**WHAT THE TASK ASKS**
Return every one of the entries below word for word, keeping each line as it is.

Data taken from a collection:
......

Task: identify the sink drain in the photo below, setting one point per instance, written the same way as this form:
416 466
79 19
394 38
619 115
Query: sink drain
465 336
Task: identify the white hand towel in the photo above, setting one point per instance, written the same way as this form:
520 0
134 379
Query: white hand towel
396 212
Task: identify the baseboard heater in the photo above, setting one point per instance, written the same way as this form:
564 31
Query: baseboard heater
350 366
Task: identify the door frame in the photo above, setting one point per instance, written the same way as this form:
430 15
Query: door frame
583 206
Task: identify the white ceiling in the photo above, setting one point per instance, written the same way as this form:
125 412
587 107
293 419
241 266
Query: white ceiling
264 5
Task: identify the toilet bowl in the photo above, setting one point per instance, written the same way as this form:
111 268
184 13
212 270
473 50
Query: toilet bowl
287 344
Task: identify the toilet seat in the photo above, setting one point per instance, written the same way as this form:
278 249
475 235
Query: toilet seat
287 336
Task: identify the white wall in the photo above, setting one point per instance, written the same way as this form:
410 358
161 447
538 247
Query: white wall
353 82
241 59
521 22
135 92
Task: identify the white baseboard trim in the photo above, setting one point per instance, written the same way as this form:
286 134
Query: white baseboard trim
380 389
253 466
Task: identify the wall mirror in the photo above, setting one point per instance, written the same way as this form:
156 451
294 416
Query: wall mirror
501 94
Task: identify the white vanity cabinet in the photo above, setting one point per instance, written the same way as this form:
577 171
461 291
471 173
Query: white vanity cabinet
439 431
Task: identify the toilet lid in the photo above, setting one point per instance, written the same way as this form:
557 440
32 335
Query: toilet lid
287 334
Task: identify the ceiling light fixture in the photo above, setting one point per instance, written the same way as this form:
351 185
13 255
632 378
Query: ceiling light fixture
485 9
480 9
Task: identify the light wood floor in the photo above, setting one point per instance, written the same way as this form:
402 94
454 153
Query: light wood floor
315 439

......

**RIGHT ANSWER**
Task: identify the sink drain in the photo below, setting one point per instance, written the same way as this form:
416 466
79 19
394 38
619 115
Query: sink drain
465 336
Task: identify the white hand towel in the photo above, setting one point per instance, written the same way as this form:
520 0
134 379
Query: white hand towel
396 212
Task: identify the baseboard heater in the photo above, setting one point per instance, written the same way as this form:
564 31
Query: baseboard heater
350 366
Task: identify the door frame in the photo above, setting one point per instance, written the same way as this form:
430 15
Query: door frame
583 206
Task: identify the white ceiling in the photo above, setting one point per instance, written the same way as this form:
125 412
587 107
293 419
241 266
Query: white ceiling
264 5
Task: identify the toilet bowl in the photo above, setting one point per instance, written the same way as this form:
111 268
184 13
212 270
473 50
Query: toilet bowl
287 344
Task: identify the toilet seat in the photo above, setting one point per instance, written the same way as this form:
278 249
475 235
Query: toilet seat
287 336
Task: identify the white wall in the photo above, setting one point per instance, written the same way as this form:
410 358
161 447
538 247
Query: white wall
353 82
241 59
521 22
135 92
Task: identify the white baseboard trim in the photo above, setting one point per instance, written the same way as this form:
286 134
Query: white baseboard trim
380 389
253 466
Task: identify the wall mirror in the photo above, setting one point per instance, written the same way as this form:
156 451
294 416
Query: wall mirror
501 94
Task: identify the white vanity cabinet in the photo above, setting one point per instance, written the same way as this form:
577 171
461 291
471 173
Query: white vanity cabinet
439 431
Task: identify the toilet lid in the photo above, setting one point per instance, written the same way as this form:
557 440
32 335
Query: toilet lid
287 334
Task: identify the ceiling light fixture in the photo above, setting one point per instance, written the same way as this form:
351 185
13 255
632 378
Query: ceiling light fixture
485 9
480 9
Task: identify the light wood floor in the photo above, setting one point per instance, written the same way as this form:
402 94
454 153
Query: light wood floor
315 439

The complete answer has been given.